WORK INSTRUCTION A => Reproduce the driving standards text between "And he is alarmed" and "on the roads.", inclusive, swapping "roundabouts" for "junctions".
WORK INSTRUCTION B => Write the next part of the piece about bad driving on the Fylde coast, picking up after its final sentence.

DOCUMENT EXCERPT =>
##########

Paul Hornby spends most of his working day in the passenger seat of his car.
So he has seen every driving faux pas you can imagine.
And he is alarmed at the standard of driving on the Fylde coast.
Paul, 36, is the owner of Golden Mile Driving School, and has been an instructor for nearly 10 years.
“There’s been a real increase in bad habits,” he said, “Particularly regarding the use of mobile phones. You see people distracted at traffic lights, and look over to see them scrolling through Facebook.
“There’s a definite trend between young people and going on their phones while driving, though that’s not to say that it is exclusively younger people either.
“People even use their phones going round roundabouts - the behaviour of some drivers is disgraceful.”
The behaviour noticed by Paul also extended to people’s tolerance of other drivers on the roads.
“I recently had a pupil who stalled in front of a taxi. Instead of waiting patiently, the taxi started beeping repeatedly, despite it being clear to see that the driver was a learner.
“Signalling is also an issue,” Paul added: “It’s very dangerous for all drivers, not just learners, when people don’t use their indicators at roundabouts.
“I’ve witnessed drivers not stopping at zebra crossings when pedestrians are crossing, learner drivers being harassed and tailgated by other drivers, as well as a lack of regard for the well-being and safety of cyclists, who often have to swerve when they are not given enough room when being overtaken.
“It’s as if people make their own rules up once they pass their tests.

##########

Collected data entries =>
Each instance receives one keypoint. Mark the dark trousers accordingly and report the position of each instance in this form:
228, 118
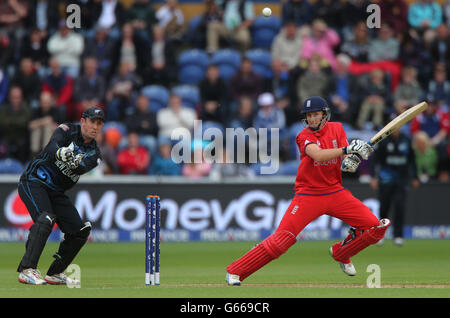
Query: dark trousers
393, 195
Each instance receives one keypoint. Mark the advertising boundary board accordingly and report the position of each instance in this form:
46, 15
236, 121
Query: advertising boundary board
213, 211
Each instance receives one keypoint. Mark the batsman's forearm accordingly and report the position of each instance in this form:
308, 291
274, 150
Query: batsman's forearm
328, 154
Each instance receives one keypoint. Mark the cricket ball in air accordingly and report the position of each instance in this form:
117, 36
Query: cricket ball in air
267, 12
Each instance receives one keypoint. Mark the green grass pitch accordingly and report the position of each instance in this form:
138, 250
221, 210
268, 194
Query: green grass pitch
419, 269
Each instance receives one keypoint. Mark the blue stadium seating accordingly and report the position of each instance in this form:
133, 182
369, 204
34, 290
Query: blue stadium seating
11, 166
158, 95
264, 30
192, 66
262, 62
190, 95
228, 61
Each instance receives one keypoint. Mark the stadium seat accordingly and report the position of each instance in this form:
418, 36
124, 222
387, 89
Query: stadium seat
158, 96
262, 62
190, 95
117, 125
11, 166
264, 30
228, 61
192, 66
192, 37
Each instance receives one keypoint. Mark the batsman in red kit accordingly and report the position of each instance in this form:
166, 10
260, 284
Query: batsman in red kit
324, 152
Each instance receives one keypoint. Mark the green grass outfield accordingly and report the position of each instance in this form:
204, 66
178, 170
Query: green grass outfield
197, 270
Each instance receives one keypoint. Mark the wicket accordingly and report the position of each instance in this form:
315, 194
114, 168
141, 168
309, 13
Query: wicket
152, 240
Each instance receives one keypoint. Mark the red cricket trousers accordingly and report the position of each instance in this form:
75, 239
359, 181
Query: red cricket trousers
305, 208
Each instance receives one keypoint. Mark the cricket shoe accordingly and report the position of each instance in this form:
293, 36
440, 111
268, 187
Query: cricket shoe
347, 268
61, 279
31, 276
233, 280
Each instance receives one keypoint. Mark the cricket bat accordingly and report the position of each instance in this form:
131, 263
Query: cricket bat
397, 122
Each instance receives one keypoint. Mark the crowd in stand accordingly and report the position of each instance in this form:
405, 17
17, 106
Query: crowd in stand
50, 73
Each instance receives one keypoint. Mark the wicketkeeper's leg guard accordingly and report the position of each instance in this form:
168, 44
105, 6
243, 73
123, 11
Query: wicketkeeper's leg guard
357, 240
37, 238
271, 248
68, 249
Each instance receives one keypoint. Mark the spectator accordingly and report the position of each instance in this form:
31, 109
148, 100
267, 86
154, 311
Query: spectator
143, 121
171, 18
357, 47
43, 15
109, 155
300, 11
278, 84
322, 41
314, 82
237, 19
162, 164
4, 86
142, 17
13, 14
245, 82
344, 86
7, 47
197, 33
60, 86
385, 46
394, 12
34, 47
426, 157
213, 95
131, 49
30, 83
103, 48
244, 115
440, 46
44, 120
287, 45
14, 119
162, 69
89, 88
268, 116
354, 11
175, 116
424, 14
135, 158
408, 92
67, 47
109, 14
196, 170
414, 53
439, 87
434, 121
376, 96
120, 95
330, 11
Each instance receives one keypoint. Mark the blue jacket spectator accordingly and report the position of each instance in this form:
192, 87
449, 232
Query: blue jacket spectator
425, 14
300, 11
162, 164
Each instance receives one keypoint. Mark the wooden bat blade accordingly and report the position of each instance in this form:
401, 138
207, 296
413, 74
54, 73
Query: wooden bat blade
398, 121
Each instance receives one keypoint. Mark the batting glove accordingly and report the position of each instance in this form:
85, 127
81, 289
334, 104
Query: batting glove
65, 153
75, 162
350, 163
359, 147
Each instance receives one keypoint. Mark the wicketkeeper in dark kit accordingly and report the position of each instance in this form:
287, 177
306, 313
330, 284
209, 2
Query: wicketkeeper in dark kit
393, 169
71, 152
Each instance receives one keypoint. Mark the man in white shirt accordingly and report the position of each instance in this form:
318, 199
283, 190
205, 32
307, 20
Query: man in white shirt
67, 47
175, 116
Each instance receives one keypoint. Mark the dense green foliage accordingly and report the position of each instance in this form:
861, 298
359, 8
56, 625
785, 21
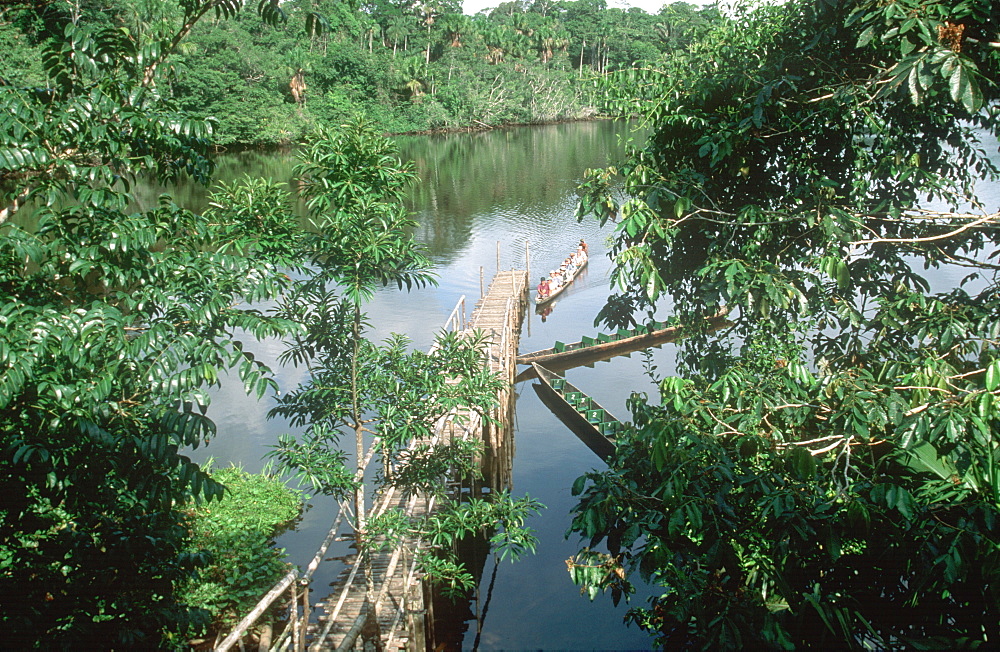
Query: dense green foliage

##########

OUTPUT A =>
And he is alarmed at the standard of driving on the Fylde coast.
Paul, 36, is the owner of Golden Mile Driving School, and has been an instructor for nearly 10 years.
“There’s been a real increase in bad habits,” he said, “Particularly regarding the use of mobile phones. You see people distracted at traffic lights, and look over to see them scrolling through Facebook.
“There’s a definite trend between young people and going on their phones while driving, though that’s not to say that it is exclusively younger people either.
“People even use their phones going round junctions - the behaviour of some drivers is disgraceful.”
The behaviour noticed by Paul also extended to people’s tolerance of other drivers on the roads.

OUTPUT B =>
“There are five of us who are part of the Driving School and we have all noticed a decline in safe driving. It’s mostly down to laziness and it’s just disappointing to see, really. I have to feel for the students who have to accommodate this type of behaviour on the roads. It’s hard to learn to drive in a safe environment in these conditions.”
When asked what the government should do to raise the standard of driving around the country to prevent potential accidents from happening, Paul said: “I feel that it would benefit road users if it was mandatory for every driver to take a short driving ‘refresher’ course every 10 years. This may help drivers to be more aware of their potential bad habits and prevent their standards from slipping.
“I understand that people make mistakes. However, we do need to understand that one small mistake can so easily escalate into something much more serious. For the safety of ourselves and others, it’s important for us all to drive with due care and attention at all times.”